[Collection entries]
# # #

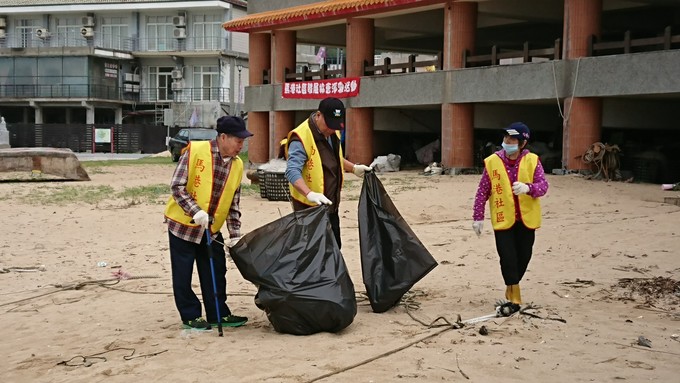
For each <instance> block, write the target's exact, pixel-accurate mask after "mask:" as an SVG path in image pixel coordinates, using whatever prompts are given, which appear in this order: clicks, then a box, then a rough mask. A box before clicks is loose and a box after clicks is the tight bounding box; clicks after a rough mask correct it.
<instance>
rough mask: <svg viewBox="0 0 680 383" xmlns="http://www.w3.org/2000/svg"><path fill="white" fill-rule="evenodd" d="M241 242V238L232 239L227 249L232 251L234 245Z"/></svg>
mask: <svg viewBox="0 0 680 383" xmlns="http://www.w3.org/2000/svg"><path fill="white" fill-rule="evenodd" d="M240 240H241V237H235V238H232V239H230V240H229V243H227V247H228V248H230V249H231V248H232V247H234V245H236V244H237V243H238V241H240Z"/></svg>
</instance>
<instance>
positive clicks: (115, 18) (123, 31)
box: [100, 17, 131, 50]
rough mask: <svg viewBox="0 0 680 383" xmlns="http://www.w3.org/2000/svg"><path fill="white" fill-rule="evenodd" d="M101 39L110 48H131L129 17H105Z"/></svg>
mask: <svg viewBox="0 0 680 383" xmlns="http://www.w3.org/2000/svg"><path fill="white" fill-rule="evenodd" d="M101 28H102V32H101V36H100V41H101V44H102V47H104V48H108V49H119V50H131V49H130V48H131V47H130V46H129V44H128V43H127V42H128V38H129V36H128V19H127V17H104V18H103V19H102V27H101Z"/></svg>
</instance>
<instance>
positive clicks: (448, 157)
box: [441, 104, 474, 168]
mask: <svg viewBox="0 0 680 383" xmlns="http://www.w3.org/2000/svg"><path fill="white" fill-rule="evenodd" d="M473 129H474V105H473V104H444V105H442V142H441V144H442V163H443V164H444V167H447V168H471V167H472V166H473V165H474V157H473V156H474V154H473V150H472V148H473V146H474V143H473Z"/></svg>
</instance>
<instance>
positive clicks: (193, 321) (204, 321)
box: [182, 318, 210, 330]
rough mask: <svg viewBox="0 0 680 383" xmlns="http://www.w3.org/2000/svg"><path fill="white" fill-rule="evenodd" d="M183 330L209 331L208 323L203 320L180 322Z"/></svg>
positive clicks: (197, 318)
mask: <svg viewBox="0 0 680 383" xmlns="http://www.w3.org/2000/svg"><path fill="white" fill-rule="evenodd" d="M182 325H183V327H184V328H191V329H194V330H210V323H208V321H206V320H205V319H203V318H196V319H193V320H185V321H182Z"/></svg>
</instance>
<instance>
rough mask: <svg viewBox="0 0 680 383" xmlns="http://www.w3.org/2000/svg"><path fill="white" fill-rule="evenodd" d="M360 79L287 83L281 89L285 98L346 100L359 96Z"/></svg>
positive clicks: (340, 78) (323, 80) (327, 80)
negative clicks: (334, 97) (335, 98)
mask: <svg viewBox="0 0 680 383" xmlns="http://www.w3.org/2000/svg"><path fill="white" fill-rule="evenodd" d="M359 80H360V78H359V77H351V78H335V79H329V80H315V81H298V82H287V83H284V84H283V86H282V87H281V93H282V96H283V98H326V97H335V98H346V97H356V96H357V95H359Z"/></svg>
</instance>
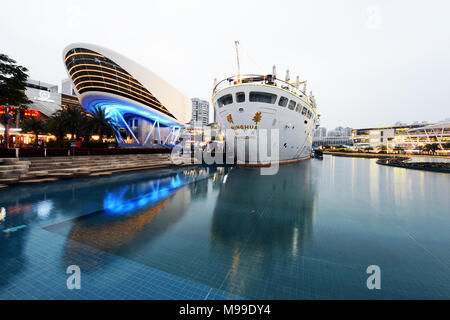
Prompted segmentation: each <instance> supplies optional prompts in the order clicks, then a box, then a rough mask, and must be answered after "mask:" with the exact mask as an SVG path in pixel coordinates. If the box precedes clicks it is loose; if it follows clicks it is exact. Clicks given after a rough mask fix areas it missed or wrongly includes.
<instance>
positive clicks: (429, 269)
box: [0, 155, 450, 299]
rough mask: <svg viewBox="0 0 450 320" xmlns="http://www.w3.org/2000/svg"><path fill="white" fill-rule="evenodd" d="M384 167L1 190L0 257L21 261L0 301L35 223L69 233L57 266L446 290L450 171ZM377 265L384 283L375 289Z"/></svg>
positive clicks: (110, 177)
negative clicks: (1, 208)
mask: <svg viewBox="0 0 450 320" xmlns="http://www.w3.org/2000/svg"><path fill="white" fill-rule="evenodd" d="M375 162H376V159H361V158H347V157H333V156H328V155H326V156H325V157H324V160H323V161H320V160H310V161H304V162H300V163H297V164H292V165H285V166H282V167H280V170H279V172H278V174H277V175H274V176H263V175H260V171H259V169H250V168H236V167H235V168H228V167H227V168H214V167H210V168H206V167H198V168H183V169H176V170H173V169H163V170H153V171H143V172H138V173H129V174H121V175H117V176H112V177H107V178H99V179H95V180H93V179H79V180H68V181H62V182H57V183H54V184H49V185H46V186H43V187H42V186H37V187H13V188H11V189H10V190H7V191H3V192H1V193H0V207H4V208H6V212H7V215H6V218H5V220H4V221H3V222H2V223H1V224H0V230H1V228H3V232H2V234H0V237H1V240H0V241H1V244H2V251H1V253H0V262H1V261H10V262H11V261H14V262H18V268H17V270H16V271H14V272H12V271H8V272H10V273H11V276H7V277H6V278H5V276H4V277H3V278H0V297H1V294H2V290H3V293H4V296H5V297H8V296H7V293H8V292H9V291H8V290H12V289H11V286H20V285H21V283H20V280H18V279H20V277H19V276H18V275H26V274H29V272H30V270H29V268H28V267H29V265H31V264H32V263H33V257H34V255H36V254H39V250H42V251H45V250H46V247H45V246H46V245H45V243H44V244H42V245H41V246H40V247H39V248H34V249H28V247H30V244H31V243H32V242H33V241H35V240H34V238H33V237H32V234H33V232H32V231H33V230H38V229H39V230H42V232H45V233H43V235H42V237H43V238H44V239H45V237H46V236H45V234H48V235H49V236H50V235H57V236H58V237H59V239H62V242H61V243H60V244H57V245H55V250H54V253H52V254H51V255H50V258H49V259H50V260H49V268H50V269H51V270H53V271H52V272H59V271H58V270H60V269H62V268H63V267H64V266H67V265H71V264H76V265H79V266H80V268H81V269H82V270H83V272H85V273H88V274H89V273H92V274H94V272H98V270H97V269H98V266H99V265H101V266H102V267H101V268H102V270H108V272H110V273H111V274H113V275H114V274H115V273H117V272H118V271H117V267H116V265H117V264H118V261H119V262H120V261H121V260H117V261H116V260H115V259H109V260H108V262H106V260H102V258H101V257H98V258H96V259H94V260H93V259H92V253H91V251H90V250H87V249H86V248H95V249H97V250H99V252H105V253H108V254H110V255H112V256H114V257H117V259H120V258H124V259H127V260H129V261H133V262H136V263H138V264H141V265H144V266H148V267H151V268H153V269H156V270H160V271H163V272H165V273H167V274H171V275H174V276H177V277H179V278H181V279H186V280H188V281H192V282H194V283H199V284H201V285H204V286H206V287H210V288H214V289H217V290H221V291H223V292H227V293H230V294H232V295H234V296H238V297H243V298H249V299H318V298H319V299H320V298H322V299H323V298H325V299H361V298H362V299H383V298H384V299H391V298H400V299H404V298H412V299H421V298H425V299H427V298H434V299H449V298H450V285H449V283H450V281H449V280H450V277H449V266H450V251H449V250H448V248H449V245H450V233H449V230H450V213H449V212H450V210H449V208H450V200H449V183H450V175H448V174H442V173H434V172H425V171H417V170H407V169H402V168H393V167H386V166H380V165H377V164H376V163H375ZM19 226H25V227H23V228H22V229H18V230H15V231H11V230H12V229H13V228H15V227H19ZM8 230H9V231H8ZM5 231H6V232H5ZM79 244H83V246H80V245H79ZM93 261H95V263H93ZM11 263H12V262H11ZM369 265H378V266H379V267H380V269H381V274H382V276H381V279H382V280H381V285H382V288H381V290H369V289H368V288H367V286H366V279H367V277H368V276H369V275H368V274H367V273H366V269H367V267H368V266H369ZM54 266H58V267H54ZM58 268H59V269H58ZM105 272H106V271H105ZM120 272H123V270H121V271H120ZM6 275H8V274H7V273H6ZM93 281H94V282H95V278H94V280H93ZM104 287H108V288H109V287H111V285H110V283H108V280H107V279H106V280H105V279H102V280H101V281H100V280H99V282H98V283H97V284H96V288H97V289H95V290H99V295H100V291H101V290H102V288H104ZM92 290H93V292H94V294H95V292H96V291H95V290H94V289H92ZM123 290H125V289H123ZM161 290H164V289H163V288H162V289H161ZM137 298H139V296H137Z"/></svg>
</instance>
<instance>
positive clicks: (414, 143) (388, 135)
mask: <svg viewBox="0 0 450 320" xmlns="http://www.w3.org/2000/svg"><path fill="white" fill-rule="evenodd" d="M351 138H352V141H353V145H354V146H355V147H357V148H359V149H364V148H369V147H371V148H374V149H375V148H381V147H383V146H385V147H386V148H387V149H388V150H394V149H395V148H396V147H397V148H402V149H404V150H405V151H407V152H419V151H420V149H421V148H422V147H424V146H425V145H427V144H433V143H436V144H438V146H439V147H440V149H441V150H443V149H446V148H447V149H448V147H446V145H447V144H448V143H450V120H449V119H447V120H445V121H442V122H438V123H435V124H428V125H424V124H412V125H400V126H391V127H378V128H364V129H354V130H353V131H352V135H351Z"/></svg>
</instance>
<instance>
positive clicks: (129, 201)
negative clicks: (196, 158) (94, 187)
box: [46, 168, 213, 270]
mask: <svg viewBox="0 0 450 320" xmlns="http://www.w3.org/2000/svg"><path fill="white" fill-rule="evenodd" d="M211 171H213V170H210V169H209V168H200V169H198V168H197V169H187V170H185V171H184V172H183V174H176V175H172V176H168V177H165V178H161V179H156V180H151V181H146V182H141V183H138V184H127V185H125V186H122V187H120V188H116V189H114V190H111V191H107V192H106V194H105V197H104V210H102V211H99V212H94V213H92V214H89V215H86V216H82V217H79V218H76V219H73V220H69V221H66V222H63V223H60V224H57V225H53V226H50V227H47V228H46V229H48V230H49V231H53V232H56V233H59V234H63V235H65V236H67V238H68V239H69V240H73V241H67V243H66V247H65V253H64V258H63V259H64V261H65V264H77V265H79V266H80V267H82V268H83V267H84V269H85V270H86V269H87V270H90V269H92V268H93V267H95V266H96V265H97V264H98V263H99V259H98V254H99V253H94V252H90V251H89V250H86V248H83V247H82V246H80V245H79V243H83V244H85V245H88V246H90V247H94V248H96V249H99V250H102V251H105V252H108V253H114V254H117V255H122V253H124V252H126V253H127V254H126V255H127V256H128V255H130V254H139V250H140V247H145V246H146V245H148V243H150V242H151V241H152V240H153V239H155V238H156V237H158V236H159V235H161V234H163V233H164V232H166V231H167V230H168V229H169V228H170V227H171V226H172V225H174V224H175V223H176V222H177V221H179V220H180V219H181V217H182V216H183V215H184V213H185V211H186V210H187V208H188V207H189V204H190V199H191V193H192V192H193V190H195V188H196V185H197V183H196V182H197V181H199V180H203V179H205V178H207V177H209V176H210V174H212V173H213V172H211ZM186 184H189V187H185V188H181V187H182V186H184V185H186ZM130 246H132V250H130ZM122 251H124V252H122Z"/></svg>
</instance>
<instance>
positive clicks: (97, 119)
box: [87, 107, 118, 138]
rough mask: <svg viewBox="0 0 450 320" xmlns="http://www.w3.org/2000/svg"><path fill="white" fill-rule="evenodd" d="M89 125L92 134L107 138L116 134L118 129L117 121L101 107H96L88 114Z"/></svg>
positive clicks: (88, 126) (88, 128)
mask: <svg viewBox="0 0 450 320" xmlns="http://www.w3.org/2000/svg"><path fill="white" fill-rule="evenodd" d="M87 127H88V129H89V131H90V133H91V134H97V135H99V136H100V137H106V138H109V137H111V136H114V134H115V133H116V132H117V130H118V125H117V124H116V122H115V121H114V120H112V119H111V118H109V117H108V116H107V115H106V113H105V110H103V109H102V108H100V107H94V108H93V109H92V112H91V113H89V114H88V121H87Z"/></svg>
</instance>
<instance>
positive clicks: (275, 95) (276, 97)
mask: <svg viewBox="0 0 450 320" xmlns="http://www.w3.org/2000/svg"><path fill="white" fill-rule="evenodd" d="M276 100H277V96H276V95H275V94H272V93H266V92H253V91H252V92H250V101H252V102H264V103H272V104H273V103H275V101H276Z"/></svg>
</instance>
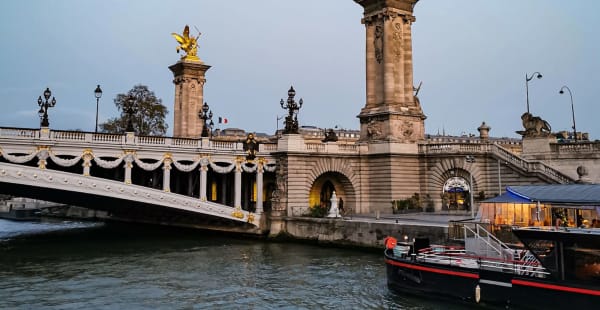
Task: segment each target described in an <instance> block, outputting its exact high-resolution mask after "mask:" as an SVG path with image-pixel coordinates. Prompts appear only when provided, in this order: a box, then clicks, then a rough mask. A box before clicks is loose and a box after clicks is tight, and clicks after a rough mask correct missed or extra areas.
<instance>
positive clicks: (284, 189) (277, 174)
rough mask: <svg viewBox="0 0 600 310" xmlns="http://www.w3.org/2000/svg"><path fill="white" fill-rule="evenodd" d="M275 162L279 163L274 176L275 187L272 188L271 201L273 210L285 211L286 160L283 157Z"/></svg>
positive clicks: (286, 170) (285, 159)
mask: <svg viewBox="0 0 600 310" xmlns="http://www.w3.org/2000/svg"><path fill="white" fill-rule="evenodd" d="M277 162H278V164H279V167H278V168H277V175H276V177H275V184H276V186H277V187H276V188H275V190H273V194H272V196H271V202H272V208H273V210H274V211H285V209H286V203H287V198H286V197H285V195H284V194H285V192H286V180H287V160H286V159H285V158H280V159H279V160H278V161H277Z"/></svg>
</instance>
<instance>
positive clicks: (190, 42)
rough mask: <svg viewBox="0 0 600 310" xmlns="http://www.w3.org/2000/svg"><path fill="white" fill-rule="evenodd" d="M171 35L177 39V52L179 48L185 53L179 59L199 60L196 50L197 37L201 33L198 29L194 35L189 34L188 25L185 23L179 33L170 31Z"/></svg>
mask: <svg viewBox="0 0 600 310" xmlns="http://www.w3.org/2000/svg"><path fill="white" fill-rule="evenodd" d="M171 35H172V36H173V37H174V38H175V40H177V43H179V46H177V53H179V51H180V50H183V51H184V52H185V55H183V56H181V60H184V61H185V60H187V61H200V58H198V55H196V53H197V51H198V38H199V37H200V35H201V33H200V31H198V35H197V36H196V37H193V36H190V27H189V26H188V25H185V28H183V33H182V34H181V35H179V34H177V33H175V32H173V33H171Z"/></svg>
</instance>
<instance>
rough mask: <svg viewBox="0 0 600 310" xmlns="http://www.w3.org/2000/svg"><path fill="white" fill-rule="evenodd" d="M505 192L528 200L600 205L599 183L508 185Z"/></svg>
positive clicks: (513, 201) (511, 201)
mask: <svg viewBox="0 0 600 310" xmlns="http://www.w3.org/2000/svg"><path fill="white" fill-rule="evenodd" d="M506 194H510V195H511V196H517V197H520V198H521V199H523V200H525V201H529V202H537V201H539V202H540V203H549V204H571V205H588V206H600V184H552V185H520V186H508V187H506ZM515 199H517V198H515ZM511 202H514V201H511ZM521 202H523V201H521Z"/></svg>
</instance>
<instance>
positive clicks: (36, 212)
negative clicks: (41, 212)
mask: <svg viewBox="0 0 600 310" xmlns="http://www.w3.org/2000/svg"><path fill="white" fill-rule="evenodd" d="M0 218H1V219H6V220H12V221H39V220H41V219H42V217H41V215H40V210H39V209H16V210H15V209H13V210H10V211H7V212H0Z"/></svg>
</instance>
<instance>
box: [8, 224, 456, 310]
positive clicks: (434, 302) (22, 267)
mask: <svg viewBox="0 0 600 310" xmlns="http://www.w3.org/2000/svg"><path fill="white" fill-rule="evenodd" d="M449 306H450V305H449V304H447V303H444V302H435V301H428V300H426V299H418V298H414V297H405V296H401V295H396V294H394V293H392V292H390V291H389V290H388V288H387V286H386V282H385V266H384V263H383V258H382V255H381V254H378V253H368V252H367V253H365V252H363V251H357V250H348V249H336V248H329V247H322V246H312V245H304V244H294V243H274V242H266V241H263V240H254V239H242V238H238V237H235V236H221V235H219V234H215V233H207V232H202V231H195V230H176V229H170V228H166V227H156V226H138V225H123V224H118V225H116V224H110V225H109V224H102V223H81V222H63V221H56V222H41V223H30V222H24V223H20V222H11V221H5V220H2V219H0V309H450V307H449ZM452 307H453V308H454V309H461V308H460V305H452Z"/></svg>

# # #

The problem:
Please transcribe exactly the lines above from the line that has "positive clicks: (36, 212)" up to and including the line that has "box: [8, 224, 456, 310]"; no other line belongs in the answer.

Solution to the problem:
positive clicks: (36, 212)
negative clicks: (41, 212)
mask: <svg viewBox="0 0 600 310" xmlns="http://www.w3.org/2000/svg"><path fill="white" fill-rule="evenodd" d="M0 218H1V219H6V220H12V221H39V220H41V219H42V217H41V215H40V210H39V209H16V210H15V209H13V210H10V211H7V212H0Z"/></svg>
</instance>
<instance>
box: [8, 224, 456, 310]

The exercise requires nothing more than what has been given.